EXCERPT.
For the example below, we assume that the asset we are burgling comes from an exponential distribution with mean \(\frac{1}{\lambda}\) and the probability of success at each stage comes from a truncated normal distribution.
#' The expected threshold for deciding to loot at each stage
#'
#' @param r the wealth of the burglar
#' @param lambda the parameter for the exponential distribution from which the asset comes from
#'
#' @return the expected critical loot value
#' @export
expected.next.loot <- function(r, lambda, mean = 0.7, sd = 0.1){
integrand <- function(t){
return(lambda*exp(-lambda*t) * (r+t))
}
integrated.res <- integrate(integrand, lower = 0, upper = Inf)$value
return(integrated.res*etruncnorm(a = 0, b = 1, mean = mean, sd = sd))
}
#set parameters
lambda <- 1 / 40
r.vals <- seq(0, 100, by = 10)
expected.loot.thresholds <- sapply(r.vals, function(r) expected.next.loot(r, lambda))
result.df <- data.frame(r = r.vals, LootThreshold = expected.loot.thresholds)
ggplot(result.df)+geom_line(aes(x=r.vals, y=LootThreshold), size=1.5, color ="#001F3F")+
theme(
panel.grid.major = element_blank(),
panel.grid.minor = element_blank(),
panel.background = element_blank(),
axis.line = element_line(colour = "black"),
plot.title = element_text(hjust = 0.5, size = 20),
axis.text = element_text(size = 15),
text = element_text(size = 18)
)+labs(tag="A", x="r", y="Loot threshold", title=TeX("$a_i$ is a monotone sequence"))
Simulate the problem
#' Simulating the burglary problem with varying probability of success
#'
#' @param N the number of stages
#' @param r the burglar's wealth
#' @param lambda the parameter for the exponential distribution from which the asset comes from
#' @param tweaking.policy if you want to change the policy from optimal to a non-optimal policy simulation then change this parameter
#' @param mean the mean for the truncated normal distribution from which the probability of successful burgling comes from
#' @param sd the standard deviation for the truncated normal distribution from which the probability of successful burgling comes from
#'
#' @return the simulated wealth
#' @export
simulate.problem <- function(N, r, lambda, tweaking.policy = 0,mean=0.7, sd=0.2){
for(n in 1:N){ #go over all stages
expected.next.loot(r, lambda)->critical.loot
if(critical.loot>=(r+tweaking.policy)){
random.loot <- rexp(1, lambda)
p <- rtruncnorm(1, a = 0, b = 1, mean = mean, sd = sd)
successful.loot <- rbinom(1, 1, p)
if(successful.loot){
r <- random.loot + r
}else{ #if caught
return(0)

STATED PROBLEM A.
For the burglary code, answer yes or no to whether each statement agrees with it, and quote the exact words that decide each one: (i) the exponential parameter lambda is set to 1/40; (ii) the wealth values r.vals run from 0 to 200; (iii) the default standard deviation in simulate.problem is 0.1.
STATED PROBLEM B.
Write a continuation of the burglary code that picks up after its last line shown.
The entries after this point are separate material and have no connection to the burglary code.

EXTRACTED INFORMATION.
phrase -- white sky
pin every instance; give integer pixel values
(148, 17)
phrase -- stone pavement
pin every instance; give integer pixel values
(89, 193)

EXERCISE RESPONSE A.
(i) Yes: "lambda <- 1 / 40"
(ii) No: "r.vals <- seq(0, 100, by = 10)"
(iii) No: "simulate.problem <- function(N, r, lambda, tweaking.policy = 0,mean=0.7, sd=0.2){"

EXERCISE RESPONSE B.
}
}
}
return(r)
}
#To run this fast, we simply take the expected values of the distributions
#' Title
#'
#' @param N the number of stages
#' @param r the burglar's wealth
#' @param lambda the parameter for the exponential distribution from which the asset comes from
#' @param mean the mean for the truncated normal distribution from which the probability of successful burgling comes from
#' @param sd the standard deviation for the truncated normal distribution from which the probability of successful burgling comes from
#' @return the expected accumulated wealth
#' @export
V <- function(N, r, lambda, mean=0.7, sd=0.2){
if(N == 0){
return(r)
}
final.integration.res <- etruncnorm(a = 0, b = 1, mean = 0.7, sd = 0.2)*V(N-1, r + 1/lambda, lambda)
return(max(final.integration.res, r))
}
varying.success.prob <- c()
simulation.probs <- c()
for(r in seq(0, 100, 10)){
varying.success.prob <- c(varying.success.prob, V(50, r, 1/40))
simulation.probs <- c(simulation.probs, mean(replicate(1000, simulate.problem(50, r, 1/40))))
}
ggplot()+
geom_line(aes(x=seq(0, 100, 10), y=varying.success.prob), color="#3A6D8C", size=1.5)+
geom_point(aes(x=seq(0, 100, 10), y=simulation.probs), color="#001F3F", stroke=1.25, shape=8)+
theme(
panel.grid.major = element_blank(),
panel.grid.minor = element_blank(),
panel.background = element_blank(),
axis.line = element_line(colour = "black"),
plot.title = element_text(hjust = 0.5, size = 20),
axis.text = element_text(size = 15),
text = element_text(size = 18)
)+labs(tag="B", title="Burglary with varying success probability\n N=50", x="r", y="Expected theft")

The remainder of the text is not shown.